_WORK REQUEST_. A verbatim copy of all the data is required, minus any images.

[Stored records]
════════

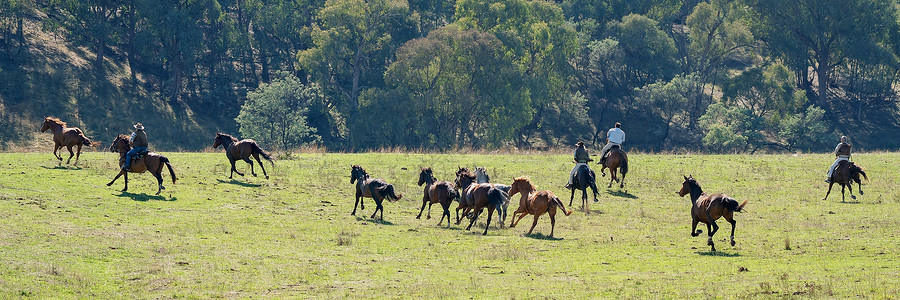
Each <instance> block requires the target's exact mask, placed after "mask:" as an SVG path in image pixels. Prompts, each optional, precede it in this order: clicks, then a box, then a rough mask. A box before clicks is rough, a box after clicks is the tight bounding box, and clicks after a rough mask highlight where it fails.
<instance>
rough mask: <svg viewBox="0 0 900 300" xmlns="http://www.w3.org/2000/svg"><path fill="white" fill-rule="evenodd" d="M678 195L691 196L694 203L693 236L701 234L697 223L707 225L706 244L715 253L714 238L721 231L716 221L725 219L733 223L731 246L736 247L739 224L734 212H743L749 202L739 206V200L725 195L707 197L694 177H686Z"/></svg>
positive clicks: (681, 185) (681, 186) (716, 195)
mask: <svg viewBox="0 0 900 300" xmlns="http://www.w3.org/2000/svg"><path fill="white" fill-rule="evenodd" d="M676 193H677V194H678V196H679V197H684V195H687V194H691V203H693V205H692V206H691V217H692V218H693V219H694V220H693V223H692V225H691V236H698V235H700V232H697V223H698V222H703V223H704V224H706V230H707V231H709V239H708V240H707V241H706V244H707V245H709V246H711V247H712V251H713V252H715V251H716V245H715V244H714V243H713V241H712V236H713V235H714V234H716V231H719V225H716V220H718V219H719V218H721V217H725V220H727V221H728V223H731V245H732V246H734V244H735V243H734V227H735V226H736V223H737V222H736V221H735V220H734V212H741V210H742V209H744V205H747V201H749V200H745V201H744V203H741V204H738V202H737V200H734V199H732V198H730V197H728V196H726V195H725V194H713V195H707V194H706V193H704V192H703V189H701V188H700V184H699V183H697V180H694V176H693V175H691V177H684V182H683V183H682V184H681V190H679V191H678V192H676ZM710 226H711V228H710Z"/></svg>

════════

_ANSWER FOR THE TASK_.
Each <instance> block requires the target's exact mask, placed after "mask:" as an SVG path in image pixels. Prompts, each optional, precede it in this order: clicks, then a box, then a rough mask. A box before clicks is rough, a box after clicks is the tight bounding box, and clicks after a rough mask highlight where it fails.
<instance>
rough mask: <svg viewBox="0 0 900 300" xmlns="http://www.w3.org/2000/svg"><path fill="white" fill-rule="evenodd" d="M678 195L691 196L694 203L693 236L701 234L697 223L707 225L706 244L715 253L714 238L721 231L716 221L725 219L733 223L731 246L736 247L739 224L734 212H743L749 202L739 206V200L725 195L707 197L694 177H686Z"/></svg>
positive clicks: (681, 185) (681, 186) (716, 195)
mask: <svg viewBox="0 0 900 300" xmlns="http://www.w3.org/2000/svg"><path fill="white" fill-rule="evenodd" d="M676 193H677V194H678V196H679V197H684V195H687V194H691V203H693V205H692V206H691V217H692V218H693V219H694V220H693V223H692V225H691V236H698V235H700V232H697V223H698V222H703V223H704V224H706V230H707V231H709V239H708V240H707V241H706V244H707V245H709V246H711V247H712V251H713V252H715V251H716V245H715V244H714V243H713V241H712V236H713V235H714V234H716V231H719V225H716V220H718V219H719V218H721V217H725V220H727V221H728V223H731V245H732V246H734V244H735V243H734V227H735V226H736V223H737V222H736V221H735V220H734V212H741V210H742V209H744V205H747V201H749V200H745V201H744V203H741V204H738V202H737V200H734V199H732V198H730V197H728V196H726V195H725V194H713V195H707V194H706V193H704V192H703V189H701V188H700V184H699V183H697V180H694V176H693V175H691V177H684V182H683V183H682V184H681V190H679V191H678V192H676ZM710 226H711V228H710Z"/></svg>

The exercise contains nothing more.